## Data extracts
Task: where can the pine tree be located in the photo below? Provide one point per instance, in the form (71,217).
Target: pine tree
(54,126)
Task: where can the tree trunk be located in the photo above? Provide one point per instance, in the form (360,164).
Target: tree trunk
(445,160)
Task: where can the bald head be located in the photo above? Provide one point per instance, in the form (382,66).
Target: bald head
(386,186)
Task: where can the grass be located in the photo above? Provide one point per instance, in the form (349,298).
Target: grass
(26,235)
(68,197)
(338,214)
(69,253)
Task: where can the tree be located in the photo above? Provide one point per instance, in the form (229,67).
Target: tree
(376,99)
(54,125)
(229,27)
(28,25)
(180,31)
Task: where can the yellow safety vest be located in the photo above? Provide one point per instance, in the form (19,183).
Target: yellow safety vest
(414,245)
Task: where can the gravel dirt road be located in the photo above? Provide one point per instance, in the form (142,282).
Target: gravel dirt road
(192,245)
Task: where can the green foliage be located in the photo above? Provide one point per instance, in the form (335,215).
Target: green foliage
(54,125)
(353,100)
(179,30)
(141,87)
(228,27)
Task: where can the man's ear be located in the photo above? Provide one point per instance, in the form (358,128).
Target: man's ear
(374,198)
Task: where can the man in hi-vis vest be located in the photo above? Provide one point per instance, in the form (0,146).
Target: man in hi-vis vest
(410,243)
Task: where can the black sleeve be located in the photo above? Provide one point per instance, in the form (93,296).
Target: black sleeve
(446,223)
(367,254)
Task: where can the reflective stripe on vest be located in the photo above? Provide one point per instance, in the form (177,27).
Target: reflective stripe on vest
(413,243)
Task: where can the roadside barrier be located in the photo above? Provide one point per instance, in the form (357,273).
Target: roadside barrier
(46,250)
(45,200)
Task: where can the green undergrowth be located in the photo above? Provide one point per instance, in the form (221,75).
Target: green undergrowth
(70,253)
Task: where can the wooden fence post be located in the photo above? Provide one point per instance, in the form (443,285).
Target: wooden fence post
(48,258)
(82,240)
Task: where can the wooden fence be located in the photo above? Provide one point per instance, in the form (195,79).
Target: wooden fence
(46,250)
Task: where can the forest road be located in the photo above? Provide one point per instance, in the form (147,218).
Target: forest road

## Task description
Copy out every line in the entries above that holds "forest".

## Output for this exercise
Task: where can the forest road be located in the photo above? Provide one point per instance, in the form (147,218).
Target: forest road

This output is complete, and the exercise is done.